### YOUR INSTRUCTIONS
Pick out every line of the entries below that contains the string "Phrase", and copy each one in full.

### Raw entries
· · ·

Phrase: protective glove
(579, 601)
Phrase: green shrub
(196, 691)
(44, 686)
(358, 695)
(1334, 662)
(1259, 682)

· · ·

### TASK SOLUTION
Phrase: protective glove
Phrase: green shrub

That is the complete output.